• **Goal**
Word for word, transcribe the lines from the one containing "Can you find the car rear" through the end of the entries, both included, and nothing else.

• **Information shown**

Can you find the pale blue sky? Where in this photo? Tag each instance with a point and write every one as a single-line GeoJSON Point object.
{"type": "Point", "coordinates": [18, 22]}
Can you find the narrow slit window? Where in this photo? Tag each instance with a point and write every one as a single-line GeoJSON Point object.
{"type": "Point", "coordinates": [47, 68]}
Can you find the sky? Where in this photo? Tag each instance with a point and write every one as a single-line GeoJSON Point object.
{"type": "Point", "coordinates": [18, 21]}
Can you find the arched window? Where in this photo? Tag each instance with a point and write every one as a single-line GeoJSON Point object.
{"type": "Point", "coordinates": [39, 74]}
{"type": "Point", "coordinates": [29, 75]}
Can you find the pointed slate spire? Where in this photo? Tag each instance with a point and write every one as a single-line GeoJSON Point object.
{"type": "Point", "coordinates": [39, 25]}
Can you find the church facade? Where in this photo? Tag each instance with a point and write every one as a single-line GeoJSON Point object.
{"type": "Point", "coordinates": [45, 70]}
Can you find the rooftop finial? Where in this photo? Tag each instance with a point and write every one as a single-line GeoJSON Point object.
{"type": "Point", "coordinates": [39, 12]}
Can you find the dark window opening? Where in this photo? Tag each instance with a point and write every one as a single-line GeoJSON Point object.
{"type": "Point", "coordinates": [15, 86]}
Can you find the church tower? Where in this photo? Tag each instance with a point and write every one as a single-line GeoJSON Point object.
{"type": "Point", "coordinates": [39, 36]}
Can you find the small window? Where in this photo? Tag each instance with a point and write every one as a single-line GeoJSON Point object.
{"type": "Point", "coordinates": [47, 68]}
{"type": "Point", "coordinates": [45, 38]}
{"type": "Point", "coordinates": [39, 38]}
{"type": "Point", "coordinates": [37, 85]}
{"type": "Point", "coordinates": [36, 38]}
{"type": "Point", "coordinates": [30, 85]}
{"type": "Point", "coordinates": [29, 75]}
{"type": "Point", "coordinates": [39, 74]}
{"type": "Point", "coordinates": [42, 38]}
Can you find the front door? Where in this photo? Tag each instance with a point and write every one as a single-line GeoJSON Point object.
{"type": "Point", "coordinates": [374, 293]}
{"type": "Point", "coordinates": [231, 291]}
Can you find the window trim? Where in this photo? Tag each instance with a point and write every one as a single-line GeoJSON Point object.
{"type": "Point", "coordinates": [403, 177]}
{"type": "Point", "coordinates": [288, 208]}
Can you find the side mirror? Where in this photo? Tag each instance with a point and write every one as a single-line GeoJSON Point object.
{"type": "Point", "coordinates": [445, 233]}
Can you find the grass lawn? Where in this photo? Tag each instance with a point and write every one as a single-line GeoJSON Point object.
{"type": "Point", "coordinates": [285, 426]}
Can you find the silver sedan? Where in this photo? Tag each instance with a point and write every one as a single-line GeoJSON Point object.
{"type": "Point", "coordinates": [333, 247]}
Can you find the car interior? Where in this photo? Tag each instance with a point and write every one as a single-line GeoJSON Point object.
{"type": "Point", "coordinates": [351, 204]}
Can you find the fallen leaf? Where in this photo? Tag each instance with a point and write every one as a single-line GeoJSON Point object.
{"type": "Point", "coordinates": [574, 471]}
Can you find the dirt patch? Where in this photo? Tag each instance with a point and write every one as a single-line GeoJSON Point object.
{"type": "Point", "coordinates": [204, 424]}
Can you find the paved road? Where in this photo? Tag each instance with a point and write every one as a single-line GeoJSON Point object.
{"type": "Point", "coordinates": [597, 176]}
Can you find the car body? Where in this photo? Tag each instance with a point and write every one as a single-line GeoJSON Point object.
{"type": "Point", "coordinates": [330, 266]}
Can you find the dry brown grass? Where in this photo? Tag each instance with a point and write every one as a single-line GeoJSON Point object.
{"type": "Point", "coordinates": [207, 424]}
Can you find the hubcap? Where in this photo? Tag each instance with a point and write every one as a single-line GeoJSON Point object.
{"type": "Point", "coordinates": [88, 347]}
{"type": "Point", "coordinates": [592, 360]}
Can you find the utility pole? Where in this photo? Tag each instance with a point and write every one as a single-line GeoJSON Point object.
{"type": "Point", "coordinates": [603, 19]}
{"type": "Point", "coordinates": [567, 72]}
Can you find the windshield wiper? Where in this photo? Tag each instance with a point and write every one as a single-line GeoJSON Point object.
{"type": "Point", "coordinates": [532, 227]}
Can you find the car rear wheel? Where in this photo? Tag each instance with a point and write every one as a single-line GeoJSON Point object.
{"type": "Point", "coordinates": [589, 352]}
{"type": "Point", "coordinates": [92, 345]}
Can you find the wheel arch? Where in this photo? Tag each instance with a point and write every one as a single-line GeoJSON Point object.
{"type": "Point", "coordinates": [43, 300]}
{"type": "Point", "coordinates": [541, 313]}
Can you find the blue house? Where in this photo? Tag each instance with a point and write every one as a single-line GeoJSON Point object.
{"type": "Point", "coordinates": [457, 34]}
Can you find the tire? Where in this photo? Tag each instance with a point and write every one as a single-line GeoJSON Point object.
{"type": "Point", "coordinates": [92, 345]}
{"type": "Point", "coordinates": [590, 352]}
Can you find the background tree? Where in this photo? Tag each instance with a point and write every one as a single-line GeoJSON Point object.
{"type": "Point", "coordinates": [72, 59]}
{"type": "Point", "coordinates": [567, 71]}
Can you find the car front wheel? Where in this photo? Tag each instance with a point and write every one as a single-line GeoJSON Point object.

• **Finished answer**
Can you find the car rear wheel? Where in this photo? Tag each instance with a point and write every one as a single-line GeoJSON Point object.
{"type": "Point", "coordinates": [589, 352]}
{"type": "Point", "coordinates": [92, 345]}
Can you find the wheel arch? Where in this photo? Tag each instance with a point and write every one as a single-line GeoJSON Point object.
{"type": "Point", "coordinates": [43, 300]}
{"type": "Point", "coordinates": [541, 313]}
Can you find the blue house? Where in this photo? Tag each instance with a point and write every one as a single-line GeoJSON Point object.
{"type": "Point", "coordinates": [457, 34]}
Can you find the tire? Where in this photo? Tag each instance with a point and write every one as a single-line GeoJSON Point object.
{"type": "Point", "coordinates": [92, 345]}
{"type": "Point", "coordinates": [590, 352]}
Can you find the background tree? Where in this photo? Tag each instance with a point and write every one as a single-line GeoJSON Point object.
{"type": "Point", "coordinates": [72, 59]}
{"type": "Point", "coordinates": [567, 71]}
Can you find the car front wheel? Where in this photo? Tag each instance with a point and write every one as a single-line GeoJSON Point object.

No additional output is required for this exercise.